» RECORDS TO PROCESS
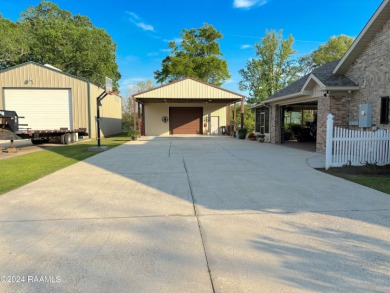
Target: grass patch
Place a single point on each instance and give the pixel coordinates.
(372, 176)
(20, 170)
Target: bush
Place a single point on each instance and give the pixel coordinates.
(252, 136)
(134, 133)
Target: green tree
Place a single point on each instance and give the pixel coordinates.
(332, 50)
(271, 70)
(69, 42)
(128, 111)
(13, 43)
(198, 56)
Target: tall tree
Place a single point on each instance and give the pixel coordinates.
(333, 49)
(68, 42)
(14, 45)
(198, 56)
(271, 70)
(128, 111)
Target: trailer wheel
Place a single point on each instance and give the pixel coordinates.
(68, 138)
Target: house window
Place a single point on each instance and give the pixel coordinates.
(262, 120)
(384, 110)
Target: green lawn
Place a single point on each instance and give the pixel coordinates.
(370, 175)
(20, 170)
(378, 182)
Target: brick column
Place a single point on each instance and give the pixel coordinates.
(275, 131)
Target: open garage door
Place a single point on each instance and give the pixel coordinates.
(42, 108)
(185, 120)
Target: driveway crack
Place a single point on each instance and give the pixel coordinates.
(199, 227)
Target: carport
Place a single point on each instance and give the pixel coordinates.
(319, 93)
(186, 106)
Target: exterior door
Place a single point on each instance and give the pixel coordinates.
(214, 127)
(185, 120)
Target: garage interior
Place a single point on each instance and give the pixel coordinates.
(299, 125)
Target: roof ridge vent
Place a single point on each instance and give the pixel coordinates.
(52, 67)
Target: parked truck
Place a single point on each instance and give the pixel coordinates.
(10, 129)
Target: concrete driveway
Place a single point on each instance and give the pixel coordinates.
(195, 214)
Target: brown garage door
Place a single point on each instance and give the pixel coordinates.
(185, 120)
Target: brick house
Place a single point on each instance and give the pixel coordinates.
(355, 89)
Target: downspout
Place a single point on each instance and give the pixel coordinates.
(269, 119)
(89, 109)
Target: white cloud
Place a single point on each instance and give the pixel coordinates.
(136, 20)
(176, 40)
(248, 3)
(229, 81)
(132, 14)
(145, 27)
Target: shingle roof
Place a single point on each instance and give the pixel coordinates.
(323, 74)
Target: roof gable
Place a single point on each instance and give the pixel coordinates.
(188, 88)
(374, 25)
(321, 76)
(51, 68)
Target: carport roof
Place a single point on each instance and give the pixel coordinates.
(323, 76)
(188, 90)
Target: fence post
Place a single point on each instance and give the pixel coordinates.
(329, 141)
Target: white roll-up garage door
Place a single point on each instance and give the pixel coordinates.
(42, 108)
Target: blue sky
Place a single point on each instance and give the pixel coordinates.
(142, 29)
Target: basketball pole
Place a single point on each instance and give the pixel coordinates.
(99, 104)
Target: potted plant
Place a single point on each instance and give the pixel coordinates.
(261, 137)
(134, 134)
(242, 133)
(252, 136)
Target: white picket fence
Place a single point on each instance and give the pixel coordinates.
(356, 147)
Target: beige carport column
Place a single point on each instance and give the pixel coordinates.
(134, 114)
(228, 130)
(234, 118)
==
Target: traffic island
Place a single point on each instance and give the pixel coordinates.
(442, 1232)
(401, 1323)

» WORK REQUEST
Note each line of the entries that has "fence" in it, and copy those lines.

» REPLY
Target: fence post
Target: white picket fence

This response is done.